AVAILABLE DATA START

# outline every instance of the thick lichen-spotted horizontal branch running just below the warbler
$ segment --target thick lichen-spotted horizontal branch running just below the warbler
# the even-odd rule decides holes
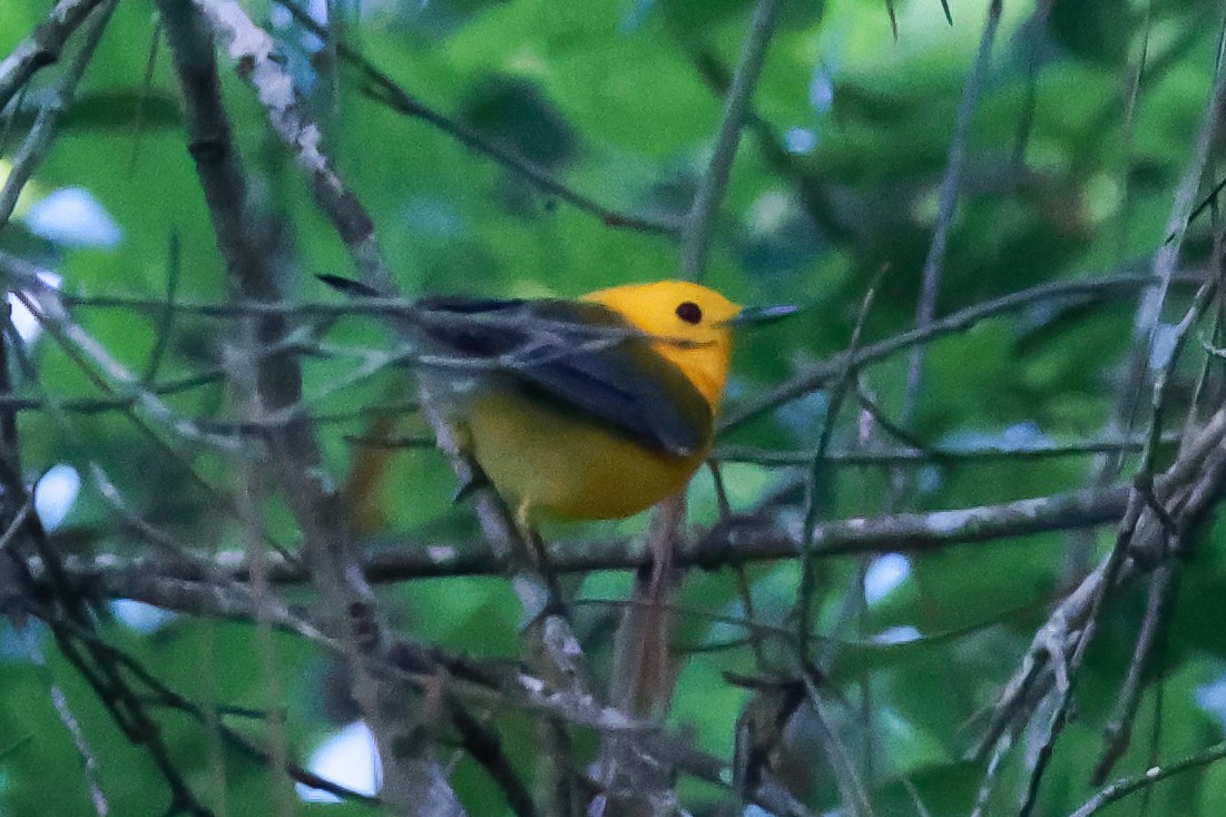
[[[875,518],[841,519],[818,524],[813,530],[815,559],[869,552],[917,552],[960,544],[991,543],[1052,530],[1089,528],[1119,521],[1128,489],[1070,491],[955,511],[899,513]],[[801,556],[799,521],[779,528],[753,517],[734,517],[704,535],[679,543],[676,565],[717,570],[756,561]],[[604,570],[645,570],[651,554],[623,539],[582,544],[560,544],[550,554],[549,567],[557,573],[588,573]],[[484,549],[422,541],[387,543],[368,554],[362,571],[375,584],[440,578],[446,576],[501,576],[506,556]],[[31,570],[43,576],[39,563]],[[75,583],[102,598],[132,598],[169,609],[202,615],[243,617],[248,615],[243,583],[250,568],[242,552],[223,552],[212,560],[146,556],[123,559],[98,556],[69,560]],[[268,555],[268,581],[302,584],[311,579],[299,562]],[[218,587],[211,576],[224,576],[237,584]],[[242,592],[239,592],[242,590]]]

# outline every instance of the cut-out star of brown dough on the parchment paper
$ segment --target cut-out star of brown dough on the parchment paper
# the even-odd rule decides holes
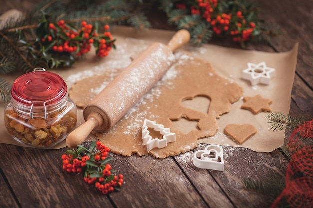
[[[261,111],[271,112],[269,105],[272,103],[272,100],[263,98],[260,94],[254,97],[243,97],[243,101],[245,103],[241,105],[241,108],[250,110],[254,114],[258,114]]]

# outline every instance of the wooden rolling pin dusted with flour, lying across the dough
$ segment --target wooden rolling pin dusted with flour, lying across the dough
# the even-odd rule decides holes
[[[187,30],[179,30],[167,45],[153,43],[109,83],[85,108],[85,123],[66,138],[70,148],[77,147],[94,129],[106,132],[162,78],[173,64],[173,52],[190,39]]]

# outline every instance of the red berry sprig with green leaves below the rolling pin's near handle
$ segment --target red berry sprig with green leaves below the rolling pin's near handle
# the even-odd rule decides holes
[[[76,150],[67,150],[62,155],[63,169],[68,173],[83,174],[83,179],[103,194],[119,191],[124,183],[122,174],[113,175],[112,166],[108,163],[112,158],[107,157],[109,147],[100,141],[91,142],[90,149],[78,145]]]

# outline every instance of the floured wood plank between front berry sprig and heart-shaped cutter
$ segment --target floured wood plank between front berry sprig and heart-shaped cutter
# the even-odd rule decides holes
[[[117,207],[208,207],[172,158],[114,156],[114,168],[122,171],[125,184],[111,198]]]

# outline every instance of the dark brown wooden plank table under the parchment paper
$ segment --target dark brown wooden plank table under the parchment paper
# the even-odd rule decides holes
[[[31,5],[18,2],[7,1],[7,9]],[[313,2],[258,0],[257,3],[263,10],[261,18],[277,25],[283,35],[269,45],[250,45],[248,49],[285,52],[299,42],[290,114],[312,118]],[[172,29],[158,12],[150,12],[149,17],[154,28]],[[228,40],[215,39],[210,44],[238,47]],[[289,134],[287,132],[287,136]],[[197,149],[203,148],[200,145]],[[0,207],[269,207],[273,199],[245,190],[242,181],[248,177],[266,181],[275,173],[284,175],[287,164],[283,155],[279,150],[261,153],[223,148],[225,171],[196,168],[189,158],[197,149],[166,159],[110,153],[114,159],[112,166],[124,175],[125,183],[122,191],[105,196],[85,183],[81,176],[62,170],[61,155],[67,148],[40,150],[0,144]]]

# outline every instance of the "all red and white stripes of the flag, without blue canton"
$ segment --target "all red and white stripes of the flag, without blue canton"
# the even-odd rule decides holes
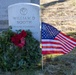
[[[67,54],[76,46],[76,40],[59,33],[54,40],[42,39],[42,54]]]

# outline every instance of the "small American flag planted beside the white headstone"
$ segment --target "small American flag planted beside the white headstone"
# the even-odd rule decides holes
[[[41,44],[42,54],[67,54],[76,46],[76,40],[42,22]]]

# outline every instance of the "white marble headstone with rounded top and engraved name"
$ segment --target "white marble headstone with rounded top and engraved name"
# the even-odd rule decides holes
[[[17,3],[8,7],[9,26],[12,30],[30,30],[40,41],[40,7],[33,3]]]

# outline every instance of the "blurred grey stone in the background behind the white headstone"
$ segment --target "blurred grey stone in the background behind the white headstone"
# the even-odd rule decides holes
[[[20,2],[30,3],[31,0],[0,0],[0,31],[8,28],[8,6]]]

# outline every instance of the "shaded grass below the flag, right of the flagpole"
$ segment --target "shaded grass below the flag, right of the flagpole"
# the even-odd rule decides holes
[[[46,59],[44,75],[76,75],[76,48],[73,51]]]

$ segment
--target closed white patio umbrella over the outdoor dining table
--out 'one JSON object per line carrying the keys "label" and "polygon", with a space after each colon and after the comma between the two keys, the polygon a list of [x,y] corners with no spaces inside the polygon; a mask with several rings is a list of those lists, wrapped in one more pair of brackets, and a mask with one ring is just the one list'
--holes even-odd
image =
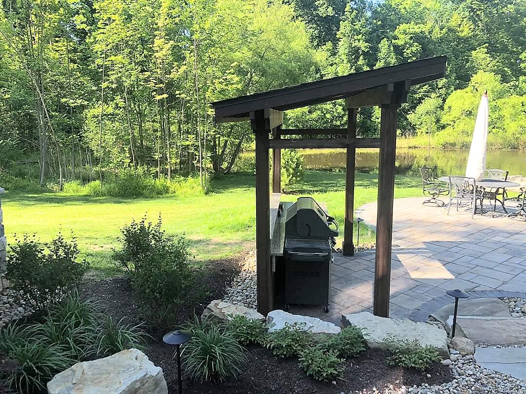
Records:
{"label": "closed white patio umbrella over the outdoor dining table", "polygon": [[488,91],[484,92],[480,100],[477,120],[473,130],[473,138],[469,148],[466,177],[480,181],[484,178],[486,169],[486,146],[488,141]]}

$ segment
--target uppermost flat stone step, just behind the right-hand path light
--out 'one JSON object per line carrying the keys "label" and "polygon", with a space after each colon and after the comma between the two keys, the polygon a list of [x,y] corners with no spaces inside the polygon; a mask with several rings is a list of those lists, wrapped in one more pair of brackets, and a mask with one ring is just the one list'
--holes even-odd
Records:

AVAILABLE DATA END

▶ TASK PROMPT: Both the line containing "segment --target wooden" and the line containing "segment --target red" belong in the answer. Print them and every line above that falls between them exactly, and no others.

▶ TASK RESPONSE:
$ segment --target wooden rolling pin dusted with flour, lying across the dough
# the even-odd rule decides holes
[[[187,30],[179,30],[167,45],[153,43],[109,83],[85,108],[85,123],[66,138],[70,148],[77,147],[94,129],[106,132],[162,78],[173,64],[173,52],[190,39]]]

# outline every instance of the red berry sprig with green leaves below the rolling pin's near handle
$ segment --target red berry sprig with green leaves below the rolling pin's near handle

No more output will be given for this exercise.